▸ **Problem to solve**
Restate the material word for word and leave out anything that is a picture.

^^^^^^^^^^^^^^^^

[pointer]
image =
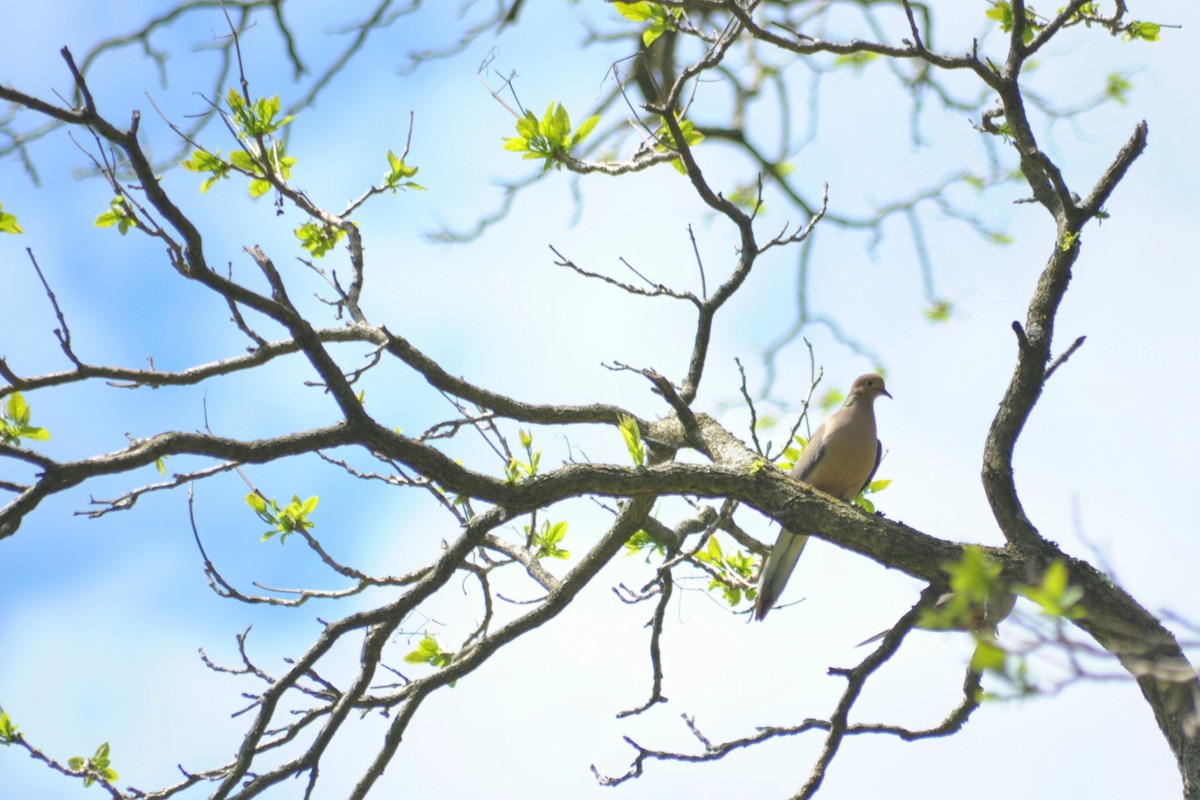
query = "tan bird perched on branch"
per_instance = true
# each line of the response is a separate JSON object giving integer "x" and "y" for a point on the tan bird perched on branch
{"x": 840, "y": 459}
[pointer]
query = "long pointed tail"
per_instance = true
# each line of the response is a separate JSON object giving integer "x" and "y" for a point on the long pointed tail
{"x": 779, "y": 569}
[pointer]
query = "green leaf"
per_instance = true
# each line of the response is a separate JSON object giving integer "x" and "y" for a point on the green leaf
{"x": 1143, "y": 30}
{"x": 939, "y": 311}
{"x": 633, "y": 437}
{"x": 855, "y": 60}
{"x": 547, "y": 540}
{"x": 400, "y": 173}
{"x": 9, "y": 222}
{"x": 118, "y": 215}
{"x": 637, "y": 12}
{"x": 1117, "y": 88}
{"x": 318, "y": 239}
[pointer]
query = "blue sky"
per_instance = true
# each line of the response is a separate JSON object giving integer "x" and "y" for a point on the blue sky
{"x": 102, "y": 632}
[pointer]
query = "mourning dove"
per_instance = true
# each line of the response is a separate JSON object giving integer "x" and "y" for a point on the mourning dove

^^^^^^^^^^^^^^^^

▸ **Finished exercise**
[pointer]
image =
query = "tan bird perched on branch"
per_instance = true
# each line of the response is a separate JSON object giving integer "x" and "y" for a point on the tan bird perched on branch
{"x": 840, "y": 459}
[pointer]
query = "long pointed tail"
per_instance = true
# each line of the response is a separate JSON object giving integer "x" and "y" for a point on the long pointed tail
{"x": 779, "y": 569}
[pointer]
query = "green leaf"
per_instance = true
# each line of the response is a separate JSON object giving integer "x" and "y" for a point on the green leaf
{"x": 1143, "y": 30}
{"x": 939, "y": 311}
{"x": 633, "y": 437}
{"x": 855, "y": 60}
{"x": 547, "y": 540}
{"x": 400, "y": 173}
{"x": 9, "y": 222}
{"x": 118, "y": 215}
{"x": 637, "y": 12}
{"x": 1117, "y": 88}
{"x": 318, "y": 239}
[pointer]
query = "blue sky"
per_instance = true
# each line of the response is a separate JSON object giving integer "x" and "y" for a point on the blue sky
{"x": 102, "y": 632}
[pointer]
query = "mourning dove"
per_instance = true
# each line of the response is a separate JSON object giving integer "x" and "y" for a point on the mourning dove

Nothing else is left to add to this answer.